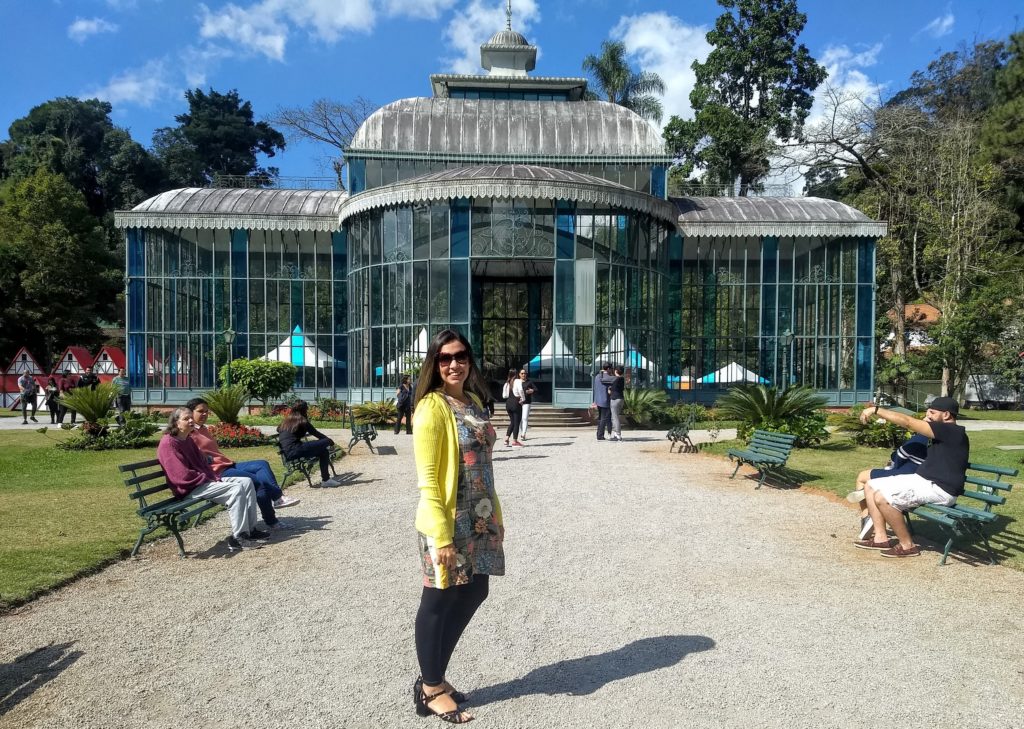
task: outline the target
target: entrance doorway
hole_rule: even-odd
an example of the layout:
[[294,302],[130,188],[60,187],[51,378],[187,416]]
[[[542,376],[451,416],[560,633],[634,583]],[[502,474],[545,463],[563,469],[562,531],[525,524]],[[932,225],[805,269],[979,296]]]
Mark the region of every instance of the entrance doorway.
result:
[[[473,277],[473,311],[480,342],[480,371],[495,400],[509,370],[519,371],[541,351],[552,333],[553,282],[551,276]],[[551,372],[530,372],[538,385],[536,399],[550,401]]]

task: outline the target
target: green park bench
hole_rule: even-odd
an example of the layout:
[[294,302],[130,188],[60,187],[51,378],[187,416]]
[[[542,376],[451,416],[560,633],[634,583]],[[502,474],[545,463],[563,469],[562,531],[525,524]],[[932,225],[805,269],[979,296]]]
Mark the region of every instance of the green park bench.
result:
[[124,479],[128,486],[128,498],[138,503],[136,514],[145,526],[138,532],[138,539],[132,548],[131,556],[138,554],[142,540],[157,529],[168,529],[178,543],[178,555],[185,556],[185,546],[181,541],[181,531],[199,523],[200,516],[207,509],[213,509],[218,504],[202,497],[178,497],[171,490],[160,461],[141,461],[118,466],[123,474],[131,474]]
[[[913,514],[938,524],[948,535],[946,546],[942,550],[942,559],[939,560],[940,565],[946,563],[953,543],[962,539],[980,540],[985,545],[989,564],[995,564],[995,554],[988,544],[987,533],[987,530],[991,529],[992,524],[998,519],[998,516],[992,511],[992,507],[1007,503],[1006,495],[1010,492],[1014,484],[1001,479],[1004,476],[1013,478],[1017,473],[1016,468],[989,466],[983,463],[969,464],[966,480],[968,484],[977,486],[977,488],[965,490],[962,496],[957,497],[953,506],[924,504],[905,512],[907,526],[910,526],[910,514]],[[964,500],[970,501],[964,503]]]
[[[285,452],[281,449],[281,440],[278,439],[278,435],[271,436],[273,438],[274,445],[278,446],[278,456],[281,457],[281,465],[285,467],[285,475],[282,477],[281,482],[287,483],[288,477],[293,473],[301,473],[309,487],[313,487],[312,474],[319,471],[319,458],[317,456],[306,456],[301,458],[290,459],[285,456]],[[330,451],[331,456],[331,473],[335,476],[338,472],[334,470],[334,462],[345,455],[345,452],[339,448],[337,445],[332,447]]]
[[744,448],[730,448],[726,455],[730,461],[736,462],[729,478],[735,478],[739,467],[744,463],[758,469],[761,475],[757,488],[765,482],[768,474],[785,468],[785,462],[790,460],[793,445],[797,441],[796,435],[784,433],[774,433],[770,430],[755,430],[751,442]]
[[355,413],[348,409],[348,430],[351,437],[348,439],[348,453],[352,453],[354,446],[360,440],[370,447],[370,453],[377,455],[374,449],[374,441],[377,439],[377,426],[373,423],[356,423]]

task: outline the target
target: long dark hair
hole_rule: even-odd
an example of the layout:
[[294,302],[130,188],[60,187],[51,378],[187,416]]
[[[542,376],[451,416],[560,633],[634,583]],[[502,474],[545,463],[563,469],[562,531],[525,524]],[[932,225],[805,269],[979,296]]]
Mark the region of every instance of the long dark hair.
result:
[[285,419],[281,421],[281,425],[278,426],[278,432],[284,433],[286,430],[289,433],[295,433],[303,425],[309,423],[309,403],[305,400],[296,400],[295,404],[285,416]]
[[437,353],[441,350],[441,347],[452,342],[459,342],[466,348],[466,352],[469,354],[469,375],[466,377],[466,384],[464,386],[466,392],[475,394],[480,398],[481,402],[486,398],[487,387],[483,382],[483,378],[480,377],[480,371],[476,368],[472,345],[459,332],[456,332],[454,329],[445,329],[434,335],[430,346],[427,347],[427,355],[423,359],[423,366],[420,368],[420,378],[416,383],[416,402],[419,402],[428,393],[433,392],[441,386],[441,373],[437,367]]

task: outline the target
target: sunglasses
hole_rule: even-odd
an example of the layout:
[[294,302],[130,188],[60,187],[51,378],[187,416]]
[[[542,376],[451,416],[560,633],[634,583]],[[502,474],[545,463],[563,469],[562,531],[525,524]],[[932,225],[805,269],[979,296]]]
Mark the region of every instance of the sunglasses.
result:
[[467,352],[465,349],[460,349],[458,352],[455,353],[439,352],[437,354],[437,363],[440,364],[441,367],[449,367],[452,363],[453,359],[459,362],[460,364],[465,364],[466,362],[469,361],[469,352]]

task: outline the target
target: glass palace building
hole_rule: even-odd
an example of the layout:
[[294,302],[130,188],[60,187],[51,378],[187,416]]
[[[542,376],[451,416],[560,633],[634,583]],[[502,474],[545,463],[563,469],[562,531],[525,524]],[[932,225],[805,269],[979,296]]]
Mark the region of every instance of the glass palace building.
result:
[[603,361],[698,401],[744,381],[870,396],[884,223],[669,198],[644,120],[530,76],[510,29],[480,55],[487,74],[432,76],[366,121],[348,191],[175,189],[117,215],[136,402],[207,390],[228,356],[295,363],[309,399],[390,397],[446,327],[496,388],[525,366],[556,405],[588,405]]

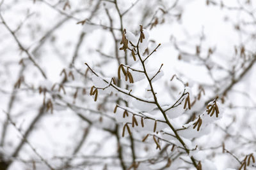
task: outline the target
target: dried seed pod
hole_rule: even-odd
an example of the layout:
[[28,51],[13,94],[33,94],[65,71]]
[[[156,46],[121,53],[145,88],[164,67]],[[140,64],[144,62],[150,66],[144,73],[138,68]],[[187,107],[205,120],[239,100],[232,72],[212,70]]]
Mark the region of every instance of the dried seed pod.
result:
[[199,117],[198,119],[197,120],[197,121],[193,124],[193,125],[194,125],[194,126],[193,127],[193,129],[196,128],[196,125],[199,124],[200,119],[201,118]]
[[170,158],[168,159],[167,164],[165,166],[165,167],[169,167],[172,165],[172,159]]
[[[210,105],[211,105],[211,104],[210,104]],[[207,106],[207,115],[210,114],[211,112],[212,112],[212,110],[213,110],[213,105],[211,105],[211,106],[210,106],[210,105],[208,105],[209,107],[208,107],[208,106]],[[211,107],[210,109],[209,109],[209,107]]]
[[199,120],[198,126],[197,127],[197,131],[199,131],[201,125],[202,125],[202,119],[200,118]]
[[160,146],[159,144],[158,143],[157,139],[156,139],[154,135],[153,136],[153,139],[154,139],[154,141],[155,141],[156,145],[156,146],[157,146],[156,148],[157,148],[157,148],[159,148],[159,150],[161,150],[161,146]]
[[145,141],[147,139],[147,138],[148,138],[149,134],[147,134],[144,138],[142,139],[143,142],[145,142]]
[[245,161],[243,161],[243,162],[242,162],[242,164],[241,164],[241,166],[240,166],[239,170],[241,170],[242,168],[243,168],[243,167],[244,167],[244,170],[246,170],[246,162],[245,162]]
[[225,153],[225,143],[222,143],[222,153]]
[[172,149],[171,149],[171,151],[172,151],[172,152],[173,151],[175,147],[175,145],[172,145]]
[[[124,65],[121,64],[121,69],[122,69],[122,71],[123,71],[124,75],[126,74],[126,71],[124,67]],[[128,68],[127,68],[127,71],[128,71]]]
[[83,95],[84,95],[86,94],[86,90],[84,88],[83,89],[83,92],[82,92]]
[[119,80],[121,80],[121,65],[118,67],[118,70],[117,71],[117,76],[118,77]]
[[95,92],[95,97],[94,97],[94,101],[97,101],[97,97],[98,97],[98,89],[95,89],[95,90],[94,90],[94,92]]
[[51,90],[53,91],[54,90],[55,86],[56,86],[56,83],[54,83],[52,86],[52,88],[51,89]]
[[116,106],[115,107],[115,109],[114,109],[114,113],[116,113],[116,110],[117,110],[117,107],[118,107],[118,106],[116,105]]
[[123,137],[123,138],[124,137],[124,135],[125,133],[125,126],[126,126],[126,124],[125,124],[123,127],[123,132],[122,133],[122,137]]
[[75,77],[74,76],[73,73],[71,71],[68,73],[68,76],[71,76],[73,80],[75,80]]
[[127,111],[126,110],[124,111],[123,118],[125,118],[125,116],[127,117],[129,117],[128,112],[127,112]]
[[128,74],[129,74],[129,72],[127,71],[127,72],[126,73],[126,74],[125,74],[125,81],[127,81],[127,80],[128,80]]
[[137,120],[135,118],[134,115],[133,115],[133,116],[132,116],[132,122],[133,122],[132,127],[134,127],[134,124],[135,124],[135,125],[136,126],[138,126],[138,122],[137,122]]
[[132,133],[131,132],[130,127],[129,127],[129,125],[128,125],[127,124],[126,124],[126,127],[127,127],[127,131],[128,131],[129,134],[130,136],[131,136],[131,135],[132,135]]
[[183,109],[186,109],[186,107],[187,106],[187,103],[188,103],[187,101],[188,101],[187,99],[186,99],[186,100],[185,100],[185,103],[184,103],[184,107],[183,107]]
[[188,100],[188,109],[191,110],[191,105],[190,104],[189,94],[188,95],[187,100]]
[[132,50],[132,55],[133,60],[134,60],[134,61],[136,61],[136,56],[135,56],[135,53],[134,53],[134,52],[133,51],[133,50]]
[[62,89],[63,91],[64,94],[66,94],[66,91],[65,90],[64,87],[62,85],[60,85],[59,87],[59,92],[60,92],[60,90]]
[[140,120],[140,123],[141,124],[141,127],[144,127],[144,121],[143,121],[143,118],[141,117],[141,120]]
[[212,113],[211,113],[210,117],[212,117],[213,114],[215,113],[215,106],[212,106]]
[[196,169],[197,169],[198,170],[202,170],[201,161],[199,161],[199,162],[198,162],[198,164],[197,164]]
[[92,96],[92,92],[93,92],[93,88],[94,88],[94,86],[92,86],[92,87],[91,87],[91,90],[90,90],[90,96]]
[[255,163],[255,159],[254,158],[253,153],[251,153],[251,158],[252,159],[252,162]]
[[113,83],[114,83],[114,85],[116,85],[116,79],[113,77],[113,78],[112,78],[112,80],[113,80]]
[[157,121],[155,120],[155,124],[154,125],[154,132],[156,132],[156,125],[157,125]]

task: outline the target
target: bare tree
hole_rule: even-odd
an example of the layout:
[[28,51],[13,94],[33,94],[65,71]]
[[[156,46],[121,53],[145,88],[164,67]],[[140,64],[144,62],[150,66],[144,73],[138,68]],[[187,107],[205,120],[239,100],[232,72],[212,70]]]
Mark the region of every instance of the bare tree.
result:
········
> **Problem to work on**
Pull out every line of the records that contains the word "Mark", treating uppercase and lowercase as different.

> **Exercise result**
Mark the region of every instance of the entrance doorway.
Mark the region of every instance of the green park bench.
Mark the region of every instance of the long dark hair.
Mark the region of every instance of the sunglasses.
Mark the region of every instance of the glass palace building.
Mark the region of every instance of the dried seed pod.
Mark the region of every instance of the bare tree.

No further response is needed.